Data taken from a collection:
>>

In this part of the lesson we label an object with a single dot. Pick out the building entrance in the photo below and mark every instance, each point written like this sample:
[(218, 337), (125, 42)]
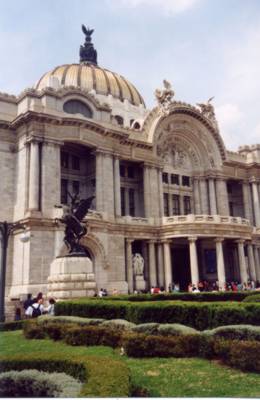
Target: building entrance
[(181, 267)]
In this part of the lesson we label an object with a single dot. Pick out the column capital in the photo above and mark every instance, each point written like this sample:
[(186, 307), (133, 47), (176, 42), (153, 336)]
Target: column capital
[(240, 241), (253, 179), (219, 240), (192, 239)]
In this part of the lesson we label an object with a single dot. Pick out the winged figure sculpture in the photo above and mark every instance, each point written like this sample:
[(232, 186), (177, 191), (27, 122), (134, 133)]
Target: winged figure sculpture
[(72, 218)]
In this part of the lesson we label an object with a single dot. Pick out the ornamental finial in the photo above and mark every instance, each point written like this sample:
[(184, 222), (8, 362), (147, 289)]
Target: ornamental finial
[(87, 52)]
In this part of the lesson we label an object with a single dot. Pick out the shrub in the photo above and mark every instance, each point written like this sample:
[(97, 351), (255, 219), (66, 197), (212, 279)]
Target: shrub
[(149, 328), (245, 355), (46, 319), (101, 377), (12, 325), (92, 336), (141, 345), (252, 298), (33, 331), (236, 332), (120, 324), (32, 383), (175, 329)]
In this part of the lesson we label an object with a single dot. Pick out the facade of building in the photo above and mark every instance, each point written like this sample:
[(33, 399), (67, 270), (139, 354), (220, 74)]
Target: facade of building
[(165, 186)]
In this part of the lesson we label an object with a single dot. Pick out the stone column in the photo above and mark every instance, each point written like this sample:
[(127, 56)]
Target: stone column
[(160, 265), (34, 176), (196, 194), (204, 196), (152, 263), (251, 261), (194, 269), (256, 203), (129, 265), (257, 262), (117, 192), (222, 196), (248, 212), (147, 198), (242, 261), (167, 264), (99, 181), (212, 197), (220, 263), (160, 192)]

<<

AIM: Rewrite the lines starting with the one containing "out the shrub" and going on through the one containing "383), (175, 329)]", requests included. Scale every coordinate in the answers by 1.65, rounding to whole numbers with halves going up, and leave the requests and their sample points unchanged.

OUTPUT BELOW:
In this part of the lesson we label an object with a single dot. Pick out the shrub in the photo above and mark every instance, each point written like this sample:
[(97, 351), (255, 219), (66, 197), (212, 279)]
Target: shrub
[(246, 541), (404, 586), (76, 526), (167, 622), (20, 536), (152, 554), (233, 569), (416, 492), (54, 546), (389, 548), (198, 535), (53, 632), (289, 543)]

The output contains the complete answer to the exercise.